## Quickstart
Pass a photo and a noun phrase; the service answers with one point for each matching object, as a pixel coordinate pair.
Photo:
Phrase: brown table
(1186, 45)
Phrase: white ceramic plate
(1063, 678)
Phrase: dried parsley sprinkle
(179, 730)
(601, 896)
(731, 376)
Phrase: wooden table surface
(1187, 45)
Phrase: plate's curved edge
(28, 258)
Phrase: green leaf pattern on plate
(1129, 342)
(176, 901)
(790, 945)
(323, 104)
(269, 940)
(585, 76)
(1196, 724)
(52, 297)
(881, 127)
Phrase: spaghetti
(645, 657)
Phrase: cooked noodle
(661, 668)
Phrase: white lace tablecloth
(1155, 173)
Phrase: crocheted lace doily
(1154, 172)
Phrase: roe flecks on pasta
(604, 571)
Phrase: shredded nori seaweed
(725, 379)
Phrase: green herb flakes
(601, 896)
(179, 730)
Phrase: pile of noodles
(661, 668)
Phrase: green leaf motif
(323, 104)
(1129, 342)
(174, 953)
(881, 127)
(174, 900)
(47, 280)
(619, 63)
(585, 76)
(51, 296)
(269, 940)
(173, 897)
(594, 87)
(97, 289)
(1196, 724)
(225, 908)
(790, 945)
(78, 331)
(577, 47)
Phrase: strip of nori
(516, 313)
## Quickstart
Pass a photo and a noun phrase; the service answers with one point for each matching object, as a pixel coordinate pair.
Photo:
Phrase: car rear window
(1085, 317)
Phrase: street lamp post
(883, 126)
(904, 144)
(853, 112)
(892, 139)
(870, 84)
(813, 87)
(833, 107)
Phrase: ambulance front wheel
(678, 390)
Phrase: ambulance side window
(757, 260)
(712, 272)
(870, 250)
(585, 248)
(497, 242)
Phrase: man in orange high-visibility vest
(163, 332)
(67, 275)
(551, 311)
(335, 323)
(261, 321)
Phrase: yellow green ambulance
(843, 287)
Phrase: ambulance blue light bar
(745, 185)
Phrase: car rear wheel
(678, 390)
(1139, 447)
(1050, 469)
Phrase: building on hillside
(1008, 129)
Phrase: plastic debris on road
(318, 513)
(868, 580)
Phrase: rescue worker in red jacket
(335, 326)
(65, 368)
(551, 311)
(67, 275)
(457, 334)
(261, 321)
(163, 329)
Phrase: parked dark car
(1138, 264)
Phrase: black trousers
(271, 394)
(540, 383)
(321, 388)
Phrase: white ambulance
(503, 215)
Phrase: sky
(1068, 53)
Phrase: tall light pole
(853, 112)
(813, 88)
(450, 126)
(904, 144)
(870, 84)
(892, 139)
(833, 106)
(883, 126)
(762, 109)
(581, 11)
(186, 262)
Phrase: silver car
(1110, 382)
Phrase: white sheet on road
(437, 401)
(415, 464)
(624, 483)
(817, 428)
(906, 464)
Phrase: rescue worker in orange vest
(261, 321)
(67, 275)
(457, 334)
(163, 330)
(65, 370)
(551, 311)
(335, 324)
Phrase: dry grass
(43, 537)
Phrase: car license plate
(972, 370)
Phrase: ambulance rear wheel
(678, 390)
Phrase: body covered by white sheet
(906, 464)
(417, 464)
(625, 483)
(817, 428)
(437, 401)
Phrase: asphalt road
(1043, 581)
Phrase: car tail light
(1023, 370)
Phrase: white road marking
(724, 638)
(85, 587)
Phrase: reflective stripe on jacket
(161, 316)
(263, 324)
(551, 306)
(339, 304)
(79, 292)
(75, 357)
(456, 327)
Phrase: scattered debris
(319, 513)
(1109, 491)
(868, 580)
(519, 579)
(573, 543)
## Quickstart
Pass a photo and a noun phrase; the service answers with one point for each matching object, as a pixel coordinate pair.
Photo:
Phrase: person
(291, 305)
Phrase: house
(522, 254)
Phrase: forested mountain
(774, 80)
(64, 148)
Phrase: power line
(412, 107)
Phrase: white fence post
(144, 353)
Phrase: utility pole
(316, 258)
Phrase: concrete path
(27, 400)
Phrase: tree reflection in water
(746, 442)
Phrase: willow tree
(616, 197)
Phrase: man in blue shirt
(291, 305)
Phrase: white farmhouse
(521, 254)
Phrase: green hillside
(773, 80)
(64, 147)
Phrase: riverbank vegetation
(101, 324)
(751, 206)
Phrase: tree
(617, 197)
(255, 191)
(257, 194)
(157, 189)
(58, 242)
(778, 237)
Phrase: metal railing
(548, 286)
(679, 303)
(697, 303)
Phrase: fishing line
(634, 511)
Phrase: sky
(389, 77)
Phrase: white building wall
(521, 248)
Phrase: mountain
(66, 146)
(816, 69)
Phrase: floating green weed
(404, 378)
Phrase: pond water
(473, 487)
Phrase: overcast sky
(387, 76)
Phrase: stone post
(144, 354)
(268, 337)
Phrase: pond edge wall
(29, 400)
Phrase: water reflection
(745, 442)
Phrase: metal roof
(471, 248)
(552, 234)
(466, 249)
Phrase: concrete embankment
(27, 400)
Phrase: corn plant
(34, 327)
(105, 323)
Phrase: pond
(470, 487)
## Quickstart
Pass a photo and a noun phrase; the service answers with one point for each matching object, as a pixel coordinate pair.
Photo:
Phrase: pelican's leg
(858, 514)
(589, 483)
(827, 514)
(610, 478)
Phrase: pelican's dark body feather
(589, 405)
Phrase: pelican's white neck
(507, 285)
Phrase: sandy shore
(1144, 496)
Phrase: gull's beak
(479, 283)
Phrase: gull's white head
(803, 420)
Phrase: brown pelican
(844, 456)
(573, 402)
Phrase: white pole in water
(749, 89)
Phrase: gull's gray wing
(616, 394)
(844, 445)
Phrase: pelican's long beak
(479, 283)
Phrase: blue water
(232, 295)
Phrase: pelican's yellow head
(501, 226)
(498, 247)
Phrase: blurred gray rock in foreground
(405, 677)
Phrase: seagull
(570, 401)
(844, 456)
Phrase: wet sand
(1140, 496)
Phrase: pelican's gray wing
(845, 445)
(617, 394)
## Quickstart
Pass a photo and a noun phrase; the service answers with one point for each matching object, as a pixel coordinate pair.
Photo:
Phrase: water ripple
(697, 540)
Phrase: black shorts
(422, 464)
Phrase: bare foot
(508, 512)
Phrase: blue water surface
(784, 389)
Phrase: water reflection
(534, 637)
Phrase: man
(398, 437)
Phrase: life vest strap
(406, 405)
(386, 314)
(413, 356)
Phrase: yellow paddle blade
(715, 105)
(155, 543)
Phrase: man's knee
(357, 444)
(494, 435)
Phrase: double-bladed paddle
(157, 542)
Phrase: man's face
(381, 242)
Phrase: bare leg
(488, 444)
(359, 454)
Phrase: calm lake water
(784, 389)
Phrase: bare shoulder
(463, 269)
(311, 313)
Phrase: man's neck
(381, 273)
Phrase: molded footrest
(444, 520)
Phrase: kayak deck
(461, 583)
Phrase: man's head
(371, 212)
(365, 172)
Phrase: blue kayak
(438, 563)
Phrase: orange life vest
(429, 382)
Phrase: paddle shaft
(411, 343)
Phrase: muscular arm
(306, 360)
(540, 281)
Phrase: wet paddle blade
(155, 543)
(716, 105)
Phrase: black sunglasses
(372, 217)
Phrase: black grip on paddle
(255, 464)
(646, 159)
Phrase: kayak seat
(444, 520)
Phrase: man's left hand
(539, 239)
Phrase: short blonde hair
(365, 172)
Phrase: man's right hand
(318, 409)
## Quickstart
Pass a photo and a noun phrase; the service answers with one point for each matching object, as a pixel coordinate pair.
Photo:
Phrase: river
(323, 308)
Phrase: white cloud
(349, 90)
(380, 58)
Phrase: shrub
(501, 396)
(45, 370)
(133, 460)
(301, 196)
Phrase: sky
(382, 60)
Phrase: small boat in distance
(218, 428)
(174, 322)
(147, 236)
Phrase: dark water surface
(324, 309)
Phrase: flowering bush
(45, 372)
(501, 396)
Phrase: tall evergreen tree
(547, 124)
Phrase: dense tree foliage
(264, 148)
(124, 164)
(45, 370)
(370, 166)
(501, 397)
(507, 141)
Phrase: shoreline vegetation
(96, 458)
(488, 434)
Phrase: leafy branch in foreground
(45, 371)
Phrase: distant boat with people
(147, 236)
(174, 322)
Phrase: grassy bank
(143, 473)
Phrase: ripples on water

______________________________

◆ WRITTEN INSTRUCTION:
Arrange the data, from its first line through the line containing "(1050, 469)" with both ends included, as a Markdown table with the columns Row and Line. Give each nonblank line its own numbered row and leave out blank lines.

◆ TASK OUTPUT:
| Row | Line |
|---|---|
| 1 | ## Quickstart |
| 2 | Pass a photo and a noun phrase; the service answers with one point for each matching object, as a pixel coordinate pair. |
| 3 | Photo: |
| 4 | Phrase: brown table |
| 5 | (1186, 45) |
| 6 | Phrase: white ceramic plate |
| 7 | (1063, 678) |
| 8 | Phrase: dried parsley sprinkle |
| 9 | (179, 730) |
| 10 | (601, 896) |
| 11 | (731, 376) |
| 12 | Phrase: wooden table surface |
| 13 | (1187, 45) |
| 14 | Phrase: plate's curved edge |
| 15 | (28, 258) |
| 16 | Phrase: green leaf pattern on plate |
| 17 | (1129, 342) |
| 18 | (176, 901) |
| 19 | (790, 945) |
| 20 | (323, 104) |
| 21 | (269, 940) |
| 22 | (585, 76) |
| 23 | (1196, 724) |
| 24 | (52, 297) |
| 25 | (881, 127) |
| 26 | Phrase: spaghetti |
| 27 | (645, 657) |
| 28 | Phrase: cooked noodle |
| 29 | (661, 668) |
| 30 | Phrase: white lace tablecloth |
| 31 | (1155, 173) |
| 32 | Phrase: crocheted lace doily |
| 33 | (1154, 172) |
| 34 | Phrase: roe flecks on pasta |
| 35 | (604, 571) |
| 36 | Phrase: shredded nori seaweed |
| 37 | (725, 379) |
| 38 | Phrase: green herb flakes |
| 39 | (601, 896) |
| 40 | (179, 730) |
| 41 | Phrase: pile of noodles |
| 42 | (661, 668) |
| 43 | Phrase: green leaf motif |
| 44 | (323, 104) |
| 45 | (1129, 342) |
| 46 | (174, 953) |
| 47 | (881, 127) |
| 48 | (174, 900) |
| 49 | (47, 280) |
| 50 | (619, 63) |
| 51 | (585, 76) |
| 52 | (51, 296) |
| 53 | (269, 940) |
| 54 | (173, 897) |
| 55 | (594, 87) |
| 56 | (97, 289) |
| 57 | (1196, 724) |
| 58 | (225, 908) |
| 59 | (790, 945) |
| 60 | (78, 331) |
| 61 | (577, 47) |
| 62 | Phrase: strip of nori |
| 63 | (516, 313) |
| 64 | ## Quickstart |
| 65 | Pass a photo and a noun phrase; the service answers with one point for each matching object, as a pixel coordinate pair. |
| 66 | Photo: |
| 67 | Phrase: car rear window |
| 68 | (1085, 317) |
| 69 | Phrase: street lamp post |
| 70 | (883, 126) |
| 71 | (904, 144) |
| 72 | (853, 112) |
| 73 | (892, 139) |
| 74 | (870, 84) |
| 75 | (813, 87) |
| 76 | (833, 107) |
| 77 | Phrase: ambulance front wheel |
| 78 | (678, 390) |
| 79 | Phrase: ambulance side window |
| 80 | (757, 260) |
| 81 | (712, 272) |
| 82 | (870, 250) |
| 83 | (585, 248) |
| 84 | (497, 242) |
| 85 | Phrase: man in orange high-visibility vest |
| 86 | (163, 332) |
| 87 | (67, 275) |
| 88 | (551, 311) |
| 89 | (335, 323) |
| 90 | (261, 321) |
| 91 | Phrase: yellow green ambulance |
| 92 | (843, 287) |
| 93 | Phrase: ambulance blue light bar |
| 94 | (745, 185) |
| 95 | Phrase: car rear wheel |
| 96 | (678, 390) |
| 97 | (1139, 447) |
| 98 | (1050, 469) |